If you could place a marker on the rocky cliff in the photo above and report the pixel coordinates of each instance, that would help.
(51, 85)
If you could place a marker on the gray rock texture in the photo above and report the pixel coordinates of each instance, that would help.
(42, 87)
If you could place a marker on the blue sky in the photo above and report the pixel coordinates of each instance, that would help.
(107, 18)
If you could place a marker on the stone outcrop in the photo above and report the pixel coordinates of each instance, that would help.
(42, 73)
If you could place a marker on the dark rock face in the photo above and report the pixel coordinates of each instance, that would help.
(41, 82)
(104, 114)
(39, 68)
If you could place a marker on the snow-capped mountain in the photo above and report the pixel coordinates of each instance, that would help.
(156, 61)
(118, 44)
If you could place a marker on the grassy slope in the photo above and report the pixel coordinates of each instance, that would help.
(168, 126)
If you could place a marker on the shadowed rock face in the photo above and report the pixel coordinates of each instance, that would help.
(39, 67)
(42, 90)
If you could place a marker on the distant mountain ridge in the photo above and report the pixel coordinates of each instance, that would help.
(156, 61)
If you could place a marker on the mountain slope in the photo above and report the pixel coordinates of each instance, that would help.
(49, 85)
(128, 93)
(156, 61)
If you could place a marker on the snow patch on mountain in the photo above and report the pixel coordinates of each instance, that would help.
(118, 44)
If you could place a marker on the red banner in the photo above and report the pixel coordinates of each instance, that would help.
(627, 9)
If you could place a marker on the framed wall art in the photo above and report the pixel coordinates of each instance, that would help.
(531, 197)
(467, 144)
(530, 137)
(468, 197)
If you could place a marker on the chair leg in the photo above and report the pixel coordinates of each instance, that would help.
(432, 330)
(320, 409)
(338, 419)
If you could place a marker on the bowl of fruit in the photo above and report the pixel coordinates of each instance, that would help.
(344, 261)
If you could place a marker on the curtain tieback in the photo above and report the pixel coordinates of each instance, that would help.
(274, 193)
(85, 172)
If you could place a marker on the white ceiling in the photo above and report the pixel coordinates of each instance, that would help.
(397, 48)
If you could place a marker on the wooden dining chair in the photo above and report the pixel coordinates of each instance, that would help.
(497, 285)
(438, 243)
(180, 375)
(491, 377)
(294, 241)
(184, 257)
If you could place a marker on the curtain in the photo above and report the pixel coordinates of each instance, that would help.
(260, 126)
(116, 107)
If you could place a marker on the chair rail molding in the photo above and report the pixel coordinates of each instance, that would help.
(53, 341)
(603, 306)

◆ ◆ ◆ ◆ ◆ ◆ ◆

What is needed: Word for word, write out every record in the listing.

The answer:
If you could place a marker on the rocky cliff in the photo above and report the pixel coordinates of each instance, that would help.
(51, 85)
If you could place a marker on the gray rock texture in the photo above and report the pixel coordinates of each instance, that would help.
(42, 87)
If you could place a marker on the blue sky in the photo above and report the pixel coordinates of each instance, that would help.
(107, 18)
If you could place a marker on the stone outcrop in the photo above and report the pixel coordinates of each instance, that would help.
(42, 73)
If you could place a marker on the dark rock face in the photo above and report the pixel coordinates of each instance, that would help.
(41, 82)
(104, 114)
(39, 68)
If you could place a marker on the snow-capped mountain in the photo above and report the pixel coordinates of each instance, that would help.
(156, 61)
(118, 44)
If you could place a marker on the grassy slope in the photo above and report the pixel coordinates of each instance, that would help.
(168, 126)
If you could place a marker on the shadowed rock face in the photo above and report the pixel coordinates of each instance, that would help.
(39, 67)
(42, 90)
If you could place a marker on the distant mountain ridge in the photo above and report the pixel coordinates of each instance, that would help.
(156, 61)
If you could place a marker on the mountain slope in the photo above and report the pixel coordinates of each instance, that would help.
(49, 85)
(128, 93)
(156, 61)
If you could place a marker on the snow patch on mountain in the photo above and report the pixel coordinates of each instance, that would help.
(118, 44)
If you could place a marker on the red banner in the photo above and report the pixel coordinates of each instance, that would help.
(627, 9)
If you could place a marker on the framed wall art in the photo above and report the pixel coordinates of each instance, that would help.
(531, 197)
(467, 144)
(530, 137)
(468, 197)
If you could place a marker on the chair leg in the photo above and report the pixel coordinates of each instance, that would help.
(432, 330)
(320, 409)
(338, 419)
If you could place a marker on the bowl of fruit in the photo above and report the pixel coordinates of each instance, that would help.
(344, 261)
If you could place a marker on the curtain tieback in the photo above and report the pixel coordinates of each instance, that would help.
(274, 193)
(85, 172)
If you could place a marker on the white ceiling in the photo above and report the pixel coordinates of each instance, that would help.
(397, 48)
If you could place a marker on the wooden dining chair in the photo above and report the pixel coordinates of each instance, that would help.
(497, 285)
(438, 243)
(180, 375)
(491, 377)
(294, 241)
(184, 257)
If you could place a marker on the curtain in the photo above and report the pixel coordinates of each instance, that would help.
(260, 126)
(116, 107)
If you could place a marker on the chair rail molding in the photo above and report the pixel coordinates of each instance, that would help.
(53, 341)
(603, 306)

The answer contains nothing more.